-- Image-grounded pointing data --

----------

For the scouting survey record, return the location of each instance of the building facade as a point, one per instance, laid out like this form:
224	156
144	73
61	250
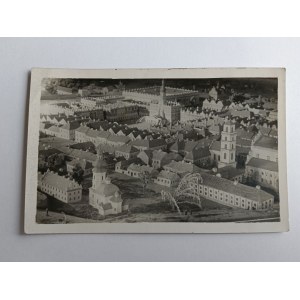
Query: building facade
103	195
60	187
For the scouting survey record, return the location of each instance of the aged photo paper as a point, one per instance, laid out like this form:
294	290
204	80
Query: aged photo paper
156	151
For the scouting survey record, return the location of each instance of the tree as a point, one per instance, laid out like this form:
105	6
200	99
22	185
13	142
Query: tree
77	174
51	87
145	178
55	160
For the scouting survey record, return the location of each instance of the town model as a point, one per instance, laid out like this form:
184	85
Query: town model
158	150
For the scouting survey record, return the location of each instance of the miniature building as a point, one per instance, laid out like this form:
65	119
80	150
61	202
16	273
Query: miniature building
60	187
103	195
262	162
232	193
160	107
223	152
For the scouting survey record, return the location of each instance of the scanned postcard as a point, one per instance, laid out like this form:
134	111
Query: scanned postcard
156	151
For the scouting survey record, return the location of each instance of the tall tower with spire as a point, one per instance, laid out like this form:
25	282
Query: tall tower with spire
162	92
228	145
103	195
99	171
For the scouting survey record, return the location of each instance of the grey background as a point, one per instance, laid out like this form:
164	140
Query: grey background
18	56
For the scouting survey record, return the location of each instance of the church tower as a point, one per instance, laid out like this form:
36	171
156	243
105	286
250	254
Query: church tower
99	171
228	145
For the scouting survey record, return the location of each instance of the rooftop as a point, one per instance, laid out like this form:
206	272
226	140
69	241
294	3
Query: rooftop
263	164
238	189
61	182
266	142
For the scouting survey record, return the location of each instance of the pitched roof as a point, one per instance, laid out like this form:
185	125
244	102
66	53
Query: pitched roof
177	146
158	154
61	182
118	138
54	128
215	146
140	168
263	164
149	143
198	153
71	126
266	142
65	89
83	146
168	175
84	164
82	129
182	167
127	149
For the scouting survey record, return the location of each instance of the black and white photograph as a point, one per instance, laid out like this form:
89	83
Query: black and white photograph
141	150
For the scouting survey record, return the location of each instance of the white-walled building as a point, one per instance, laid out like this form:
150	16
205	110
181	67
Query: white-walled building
262	162
103	195
60	187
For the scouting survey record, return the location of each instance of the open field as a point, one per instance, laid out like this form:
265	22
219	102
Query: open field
147	206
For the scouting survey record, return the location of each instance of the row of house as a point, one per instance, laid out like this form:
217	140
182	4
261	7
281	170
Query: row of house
213	187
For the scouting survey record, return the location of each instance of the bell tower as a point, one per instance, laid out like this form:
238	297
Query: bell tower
228	145
162	92
99	170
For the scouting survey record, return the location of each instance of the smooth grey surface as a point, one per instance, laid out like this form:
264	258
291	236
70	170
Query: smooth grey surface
18	56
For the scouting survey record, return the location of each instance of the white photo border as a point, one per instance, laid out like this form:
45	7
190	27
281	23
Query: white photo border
37	74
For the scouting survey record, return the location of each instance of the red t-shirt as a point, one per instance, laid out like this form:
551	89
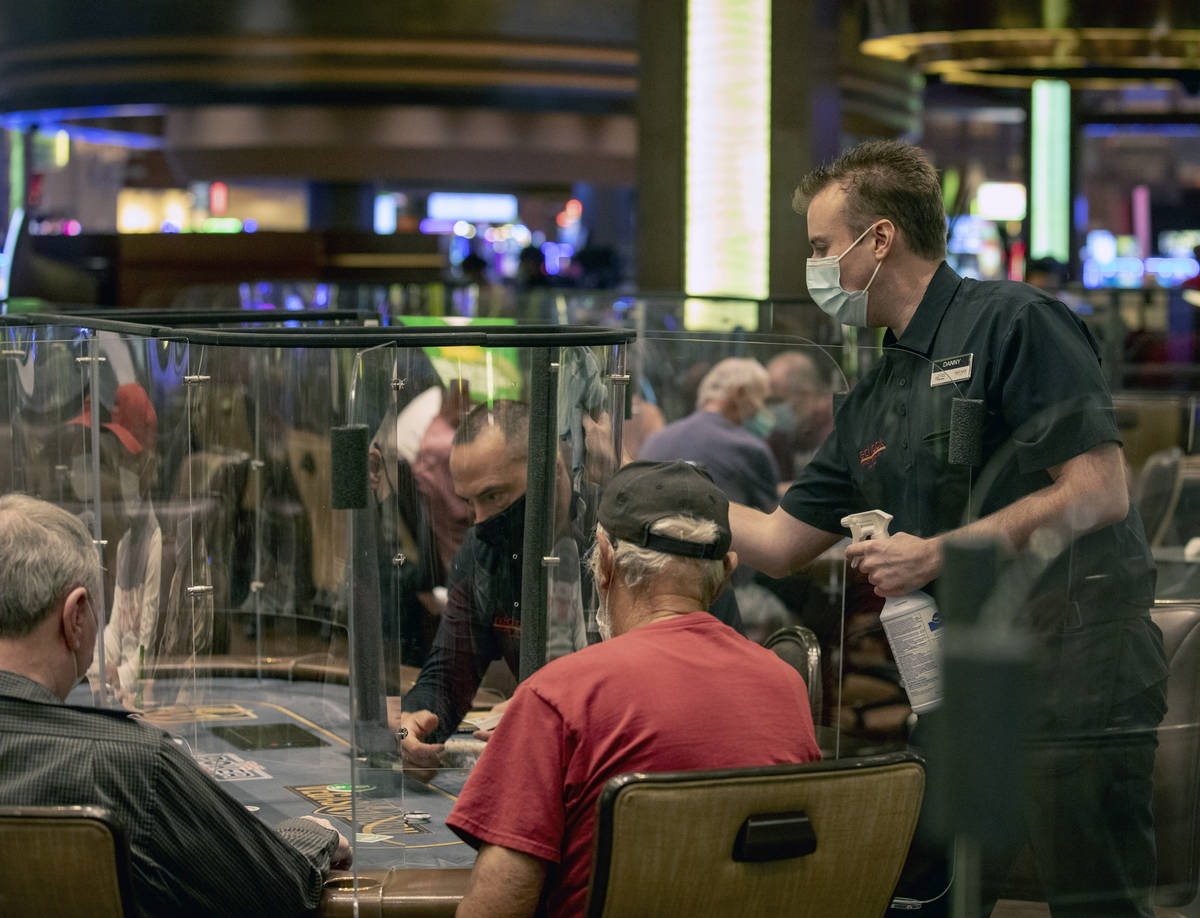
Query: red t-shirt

----------

-- Work required --
From the entries above, copy every line containing the word "shirt".

-- Solution to this task --
For the scouting survey record, return the location of each instance of the red t-shirt as a point, one per instance, laid out like this form:
Query: red t-shirt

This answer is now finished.